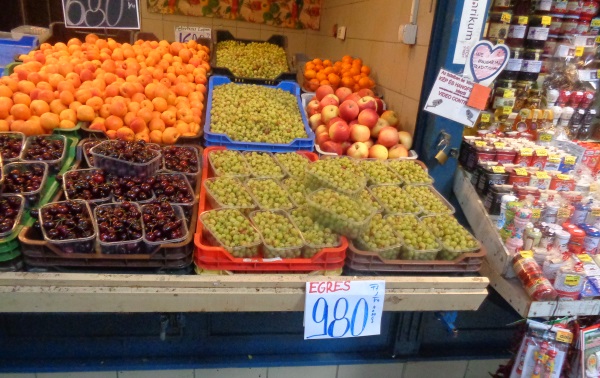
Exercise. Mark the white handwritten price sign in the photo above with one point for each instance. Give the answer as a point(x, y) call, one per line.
point(113, 14)
point(338, 309)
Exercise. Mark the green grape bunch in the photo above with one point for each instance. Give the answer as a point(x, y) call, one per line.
point(293, 163)
point(255, 113)
point(233, 231)
point(280, 236)
point(410, 172)
point(425, 197)
point(315, 235)
point(341, 174)
point(262, 164)
point(378, 172)
point(418, 242)
point(381, 238)
point(394, 200)
point(228, 163)
point(259, 60)
point(269, 194)
point(340, 213)
point(229, 192)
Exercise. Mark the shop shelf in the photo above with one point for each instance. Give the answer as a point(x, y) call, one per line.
point(224, 35)
point(215, 139)
point(214, 258)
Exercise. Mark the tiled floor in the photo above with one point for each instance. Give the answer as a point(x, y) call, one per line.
point(446, 369)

☆ ☆ ☆

Action item: Leave the images out and transcribe the rest of the material exactly.

Task solution:
Exercise. Mark the white handwritten price sign in the photo above with one point for each instance. Give the answer as a point(x, y) call, one per line.
point(113, 14)
point(338, 309)
Exercise. Mark the green grape bunch in the photo above with one point for each instance. Give the answer as a point(x, y) call, one per line.
point(293, 163)
point(255, 113)
point(233, 231)
point(280, 236)
point(410, 172)
point(425, 197)
point(315, 235)
point(341, 174)
point(262, 164)
point(378, 172)
point(418, 242)
point(381, 238)
point(394, 200)
point(228, 163)
point(259, 60)
point(269, 194)
point(340, 213)
point(229, 192)
Exercise. Mark the shop shelf in the photo above with one point for each instance. Give the answer as a point(x, y) call, one per line.
point(224, 35)
point(215, 139)
point(214, 258)
Exercise. Mark the tiled floor in the photo above with one point for each instance. Give the answer as a point(x, y) call, one per line.
point(446, 369)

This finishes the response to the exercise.